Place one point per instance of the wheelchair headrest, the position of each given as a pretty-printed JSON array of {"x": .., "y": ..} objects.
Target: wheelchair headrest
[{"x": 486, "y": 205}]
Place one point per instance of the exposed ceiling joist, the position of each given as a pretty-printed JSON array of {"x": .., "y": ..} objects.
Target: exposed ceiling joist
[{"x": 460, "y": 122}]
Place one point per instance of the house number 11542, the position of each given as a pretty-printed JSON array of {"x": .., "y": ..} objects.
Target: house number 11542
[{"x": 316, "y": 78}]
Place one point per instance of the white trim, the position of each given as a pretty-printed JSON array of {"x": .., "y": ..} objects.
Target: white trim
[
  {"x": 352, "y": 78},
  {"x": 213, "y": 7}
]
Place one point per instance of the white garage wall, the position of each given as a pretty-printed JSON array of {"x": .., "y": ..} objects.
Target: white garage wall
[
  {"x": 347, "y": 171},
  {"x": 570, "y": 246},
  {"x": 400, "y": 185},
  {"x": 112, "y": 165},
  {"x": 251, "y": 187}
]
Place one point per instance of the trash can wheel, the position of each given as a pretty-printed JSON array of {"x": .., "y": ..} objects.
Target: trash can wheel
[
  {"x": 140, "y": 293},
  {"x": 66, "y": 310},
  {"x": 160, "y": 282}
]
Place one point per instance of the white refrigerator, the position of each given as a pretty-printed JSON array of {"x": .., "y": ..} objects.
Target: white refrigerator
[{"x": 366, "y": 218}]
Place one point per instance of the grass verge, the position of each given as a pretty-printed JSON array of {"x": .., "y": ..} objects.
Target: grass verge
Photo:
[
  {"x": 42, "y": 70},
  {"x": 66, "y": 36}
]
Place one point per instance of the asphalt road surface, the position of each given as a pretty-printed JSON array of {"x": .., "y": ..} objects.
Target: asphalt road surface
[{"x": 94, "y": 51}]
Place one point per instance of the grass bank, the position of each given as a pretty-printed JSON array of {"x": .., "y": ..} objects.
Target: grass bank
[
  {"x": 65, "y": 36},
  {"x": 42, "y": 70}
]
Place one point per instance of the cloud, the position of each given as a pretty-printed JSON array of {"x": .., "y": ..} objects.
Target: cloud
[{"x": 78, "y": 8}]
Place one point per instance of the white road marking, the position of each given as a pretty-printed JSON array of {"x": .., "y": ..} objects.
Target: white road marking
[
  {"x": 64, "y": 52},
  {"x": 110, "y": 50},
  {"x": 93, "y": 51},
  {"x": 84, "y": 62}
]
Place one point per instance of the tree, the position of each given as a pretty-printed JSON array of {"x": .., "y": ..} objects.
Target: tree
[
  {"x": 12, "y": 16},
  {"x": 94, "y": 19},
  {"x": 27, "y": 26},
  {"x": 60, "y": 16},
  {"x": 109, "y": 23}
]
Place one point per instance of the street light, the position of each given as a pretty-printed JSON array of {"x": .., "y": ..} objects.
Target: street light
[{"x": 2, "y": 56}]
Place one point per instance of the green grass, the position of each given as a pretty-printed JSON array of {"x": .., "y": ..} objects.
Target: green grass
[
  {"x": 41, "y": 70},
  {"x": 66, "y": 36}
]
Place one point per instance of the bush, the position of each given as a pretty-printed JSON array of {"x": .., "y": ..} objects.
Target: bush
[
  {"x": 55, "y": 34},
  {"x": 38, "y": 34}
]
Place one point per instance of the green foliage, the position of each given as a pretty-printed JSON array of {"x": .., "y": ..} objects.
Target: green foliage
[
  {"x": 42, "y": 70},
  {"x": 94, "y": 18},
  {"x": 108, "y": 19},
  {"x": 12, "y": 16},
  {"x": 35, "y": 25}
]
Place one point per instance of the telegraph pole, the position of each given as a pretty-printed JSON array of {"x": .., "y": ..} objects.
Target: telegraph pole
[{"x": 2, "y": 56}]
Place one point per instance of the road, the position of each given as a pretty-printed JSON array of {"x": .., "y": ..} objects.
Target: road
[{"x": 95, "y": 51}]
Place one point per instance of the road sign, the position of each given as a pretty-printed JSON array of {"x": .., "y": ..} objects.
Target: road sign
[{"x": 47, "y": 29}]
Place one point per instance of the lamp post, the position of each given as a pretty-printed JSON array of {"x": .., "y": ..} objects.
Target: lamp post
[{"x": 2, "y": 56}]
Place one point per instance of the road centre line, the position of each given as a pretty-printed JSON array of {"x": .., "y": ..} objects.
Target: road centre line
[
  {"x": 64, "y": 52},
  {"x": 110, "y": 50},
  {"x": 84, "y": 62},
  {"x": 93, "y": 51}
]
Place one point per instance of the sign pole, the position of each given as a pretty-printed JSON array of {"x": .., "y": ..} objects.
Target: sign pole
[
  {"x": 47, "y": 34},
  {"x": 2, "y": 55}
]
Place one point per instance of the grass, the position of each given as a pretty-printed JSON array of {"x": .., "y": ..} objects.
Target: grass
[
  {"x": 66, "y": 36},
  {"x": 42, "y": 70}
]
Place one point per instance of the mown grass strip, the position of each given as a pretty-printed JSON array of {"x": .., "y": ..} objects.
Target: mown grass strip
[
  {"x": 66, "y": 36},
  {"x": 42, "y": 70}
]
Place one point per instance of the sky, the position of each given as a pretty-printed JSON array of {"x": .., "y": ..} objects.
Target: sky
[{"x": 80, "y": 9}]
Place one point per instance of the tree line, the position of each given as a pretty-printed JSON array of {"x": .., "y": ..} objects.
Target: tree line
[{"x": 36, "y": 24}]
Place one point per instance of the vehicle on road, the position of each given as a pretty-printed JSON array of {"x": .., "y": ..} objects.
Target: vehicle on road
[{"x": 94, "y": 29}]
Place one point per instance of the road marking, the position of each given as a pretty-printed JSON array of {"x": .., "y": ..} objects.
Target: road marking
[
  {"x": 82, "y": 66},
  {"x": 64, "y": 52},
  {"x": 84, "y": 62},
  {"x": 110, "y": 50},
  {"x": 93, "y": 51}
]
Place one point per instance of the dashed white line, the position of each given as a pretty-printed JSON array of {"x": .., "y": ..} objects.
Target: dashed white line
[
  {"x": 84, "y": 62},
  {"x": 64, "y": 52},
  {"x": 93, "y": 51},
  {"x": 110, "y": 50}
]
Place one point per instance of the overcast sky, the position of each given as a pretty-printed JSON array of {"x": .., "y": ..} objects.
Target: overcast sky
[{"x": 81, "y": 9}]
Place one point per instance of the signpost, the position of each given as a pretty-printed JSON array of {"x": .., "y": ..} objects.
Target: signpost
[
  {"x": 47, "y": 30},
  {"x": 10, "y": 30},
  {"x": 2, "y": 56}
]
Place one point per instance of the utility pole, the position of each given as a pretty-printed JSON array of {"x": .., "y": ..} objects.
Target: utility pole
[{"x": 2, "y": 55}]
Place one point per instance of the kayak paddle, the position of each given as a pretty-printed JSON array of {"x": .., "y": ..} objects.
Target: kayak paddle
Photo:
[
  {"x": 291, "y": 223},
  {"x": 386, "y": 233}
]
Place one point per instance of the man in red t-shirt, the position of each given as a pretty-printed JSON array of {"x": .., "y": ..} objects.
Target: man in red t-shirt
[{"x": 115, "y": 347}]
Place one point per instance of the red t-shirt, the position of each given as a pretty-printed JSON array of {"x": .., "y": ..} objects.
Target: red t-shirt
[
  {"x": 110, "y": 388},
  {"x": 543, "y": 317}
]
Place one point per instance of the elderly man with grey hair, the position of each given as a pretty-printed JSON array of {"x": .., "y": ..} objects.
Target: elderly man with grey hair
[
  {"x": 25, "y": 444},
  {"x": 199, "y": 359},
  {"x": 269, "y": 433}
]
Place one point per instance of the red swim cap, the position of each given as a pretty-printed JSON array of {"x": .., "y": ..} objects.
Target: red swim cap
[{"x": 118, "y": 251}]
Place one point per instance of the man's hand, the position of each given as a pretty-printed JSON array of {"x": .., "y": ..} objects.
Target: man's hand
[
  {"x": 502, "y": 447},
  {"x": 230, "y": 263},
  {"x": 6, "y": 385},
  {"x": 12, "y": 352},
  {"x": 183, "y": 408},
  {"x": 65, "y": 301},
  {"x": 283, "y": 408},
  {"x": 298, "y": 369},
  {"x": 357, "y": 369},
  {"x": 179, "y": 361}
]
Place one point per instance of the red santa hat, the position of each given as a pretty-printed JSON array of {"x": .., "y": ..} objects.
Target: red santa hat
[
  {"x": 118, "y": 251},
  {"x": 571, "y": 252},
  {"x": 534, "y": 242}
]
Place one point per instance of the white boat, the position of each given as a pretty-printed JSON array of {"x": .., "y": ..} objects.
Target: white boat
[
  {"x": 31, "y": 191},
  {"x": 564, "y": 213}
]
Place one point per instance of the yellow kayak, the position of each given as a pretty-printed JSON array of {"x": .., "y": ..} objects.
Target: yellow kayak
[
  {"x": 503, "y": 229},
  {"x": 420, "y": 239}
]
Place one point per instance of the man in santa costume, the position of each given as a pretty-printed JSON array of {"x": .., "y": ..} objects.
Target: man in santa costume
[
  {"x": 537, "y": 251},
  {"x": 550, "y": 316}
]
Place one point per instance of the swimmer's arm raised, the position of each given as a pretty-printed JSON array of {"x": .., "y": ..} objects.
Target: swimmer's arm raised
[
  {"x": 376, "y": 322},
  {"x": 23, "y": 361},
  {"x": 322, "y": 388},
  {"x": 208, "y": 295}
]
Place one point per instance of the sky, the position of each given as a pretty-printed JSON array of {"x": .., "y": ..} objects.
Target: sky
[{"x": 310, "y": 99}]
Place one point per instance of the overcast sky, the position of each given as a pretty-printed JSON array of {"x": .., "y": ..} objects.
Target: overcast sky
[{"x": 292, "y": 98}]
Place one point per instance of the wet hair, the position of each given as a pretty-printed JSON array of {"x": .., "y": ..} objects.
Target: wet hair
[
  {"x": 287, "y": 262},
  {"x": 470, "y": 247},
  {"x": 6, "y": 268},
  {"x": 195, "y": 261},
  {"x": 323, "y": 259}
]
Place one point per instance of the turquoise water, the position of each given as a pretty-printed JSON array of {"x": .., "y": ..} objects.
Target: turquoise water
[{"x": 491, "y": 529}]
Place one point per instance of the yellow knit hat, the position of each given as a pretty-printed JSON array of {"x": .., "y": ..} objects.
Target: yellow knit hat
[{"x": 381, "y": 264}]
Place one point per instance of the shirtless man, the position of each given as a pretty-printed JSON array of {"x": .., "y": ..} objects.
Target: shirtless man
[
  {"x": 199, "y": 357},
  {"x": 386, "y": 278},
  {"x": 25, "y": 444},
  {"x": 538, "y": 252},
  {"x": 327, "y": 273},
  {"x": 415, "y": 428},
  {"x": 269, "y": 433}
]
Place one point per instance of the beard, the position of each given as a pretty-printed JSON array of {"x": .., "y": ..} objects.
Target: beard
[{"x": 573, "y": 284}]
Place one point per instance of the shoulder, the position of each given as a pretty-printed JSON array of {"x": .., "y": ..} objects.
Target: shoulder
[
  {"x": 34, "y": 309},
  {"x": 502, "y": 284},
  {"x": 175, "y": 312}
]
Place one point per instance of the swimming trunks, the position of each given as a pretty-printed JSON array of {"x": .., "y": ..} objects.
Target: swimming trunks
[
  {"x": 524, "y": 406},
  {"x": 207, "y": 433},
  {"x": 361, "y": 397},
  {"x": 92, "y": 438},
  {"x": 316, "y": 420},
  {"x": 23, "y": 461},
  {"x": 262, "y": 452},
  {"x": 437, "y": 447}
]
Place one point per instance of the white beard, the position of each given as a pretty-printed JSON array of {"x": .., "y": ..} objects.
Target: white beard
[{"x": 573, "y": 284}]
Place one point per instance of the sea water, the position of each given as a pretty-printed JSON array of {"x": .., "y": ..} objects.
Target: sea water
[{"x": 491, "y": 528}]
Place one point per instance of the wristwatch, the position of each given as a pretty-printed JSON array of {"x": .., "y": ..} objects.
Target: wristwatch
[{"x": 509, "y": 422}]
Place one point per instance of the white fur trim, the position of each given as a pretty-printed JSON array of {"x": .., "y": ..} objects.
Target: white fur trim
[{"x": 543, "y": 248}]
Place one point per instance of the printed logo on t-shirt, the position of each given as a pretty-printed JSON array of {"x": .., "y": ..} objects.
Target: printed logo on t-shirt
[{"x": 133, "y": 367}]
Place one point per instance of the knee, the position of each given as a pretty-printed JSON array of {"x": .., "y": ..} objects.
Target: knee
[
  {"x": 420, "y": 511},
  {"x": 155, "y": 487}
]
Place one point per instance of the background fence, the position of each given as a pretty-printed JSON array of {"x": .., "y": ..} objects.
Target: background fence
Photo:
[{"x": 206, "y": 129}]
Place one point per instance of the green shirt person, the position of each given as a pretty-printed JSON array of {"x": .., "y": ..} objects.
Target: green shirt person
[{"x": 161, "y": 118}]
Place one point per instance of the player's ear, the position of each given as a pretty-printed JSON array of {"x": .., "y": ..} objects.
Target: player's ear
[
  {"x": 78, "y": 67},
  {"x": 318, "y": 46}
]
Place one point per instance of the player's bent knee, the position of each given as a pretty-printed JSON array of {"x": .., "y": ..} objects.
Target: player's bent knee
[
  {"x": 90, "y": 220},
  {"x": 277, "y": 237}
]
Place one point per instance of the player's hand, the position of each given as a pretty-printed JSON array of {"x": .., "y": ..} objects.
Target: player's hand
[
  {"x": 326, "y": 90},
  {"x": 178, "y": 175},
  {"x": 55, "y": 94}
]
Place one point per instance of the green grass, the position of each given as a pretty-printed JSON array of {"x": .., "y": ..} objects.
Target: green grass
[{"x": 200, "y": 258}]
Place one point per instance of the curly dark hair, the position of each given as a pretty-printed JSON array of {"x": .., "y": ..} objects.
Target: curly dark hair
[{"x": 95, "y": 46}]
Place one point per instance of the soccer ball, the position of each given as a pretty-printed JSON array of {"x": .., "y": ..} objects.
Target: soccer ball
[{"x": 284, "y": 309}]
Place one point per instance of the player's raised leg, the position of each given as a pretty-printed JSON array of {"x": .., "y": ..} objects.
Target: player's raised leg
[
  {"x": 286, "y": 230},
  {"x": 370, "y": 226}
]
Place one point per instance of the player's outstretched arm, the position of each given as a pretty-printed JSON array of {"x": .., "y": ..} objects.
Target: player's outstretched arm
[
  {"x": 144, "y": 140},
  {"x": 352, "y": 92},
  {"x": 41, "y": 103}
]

→ **WHAT YOU SHOULD DO**: Take the line above containing "Target: elderly man with grey hair", the line containing "Place one point per instance of the man in santa", and all lines in between, and copy them exactly without anything else.

→ **RESULT OF THIS EXERCISE**:
Target: elderly man with grey hair
[
  {"x": 25, "y": 444},
  {"x": 199, "y": 359},
  {"x": 269, "y": 433}
]
Place one point per instance of the red swim cap, the position of each given as a pretty-printed JSON array of {"x": .., "y": ..} objects.
Target: red swim cap
[{"x": 118, "y": 251}]
Place one point per instance of the man's hand, the position of each given as a pretty-printed JSON array of {"x": .., "y": ..} objects.
Target: man's hand
[
  {"x": 502, "y": 447},
  {"x": 230, "y": 263},
  {"x": 6, "y": 385},
  {"x": 12, "y": 352},
  {"x": 183, "y": 408},
  {"x": 65, "y": 301},
  {"x": 283, "y": 408},
  {"x": 298, "y": 369},
  {"x": 357, "y": 369},
  {"x": 179, "y": 361}
]
Place one point per instance of the red santa hat, the position of each given as a pretty-printed JSON array of {"x": .., "y": ..} objects.
Target: red santa hat
[
  {"x": 118, "y": 251},
  {"x": 571, "y": 252},
  {"x": 534, "y": 242}
]
Place one point per instance of the white boat, the position of each given as a pretty-printed JSON array of {"x": .., "y": ..} objects.
Target: white boat
[
  {"x": 31, "y": 191},
  {"x": 564, "y": 213}
]
Place one point per instance of the yellow kayak, the position of each given as a pretty-printed JSON array of {"x": .., "y": ..} objects.
Target: yellow kayak
[
  {"x": 503, "y": 229},
  {"x": 420, "y": 239}
]
Place one point per instance of the man in santa costume, the position of each given as a pretty-printed JSON array of {"x": .., "y": ..} objects.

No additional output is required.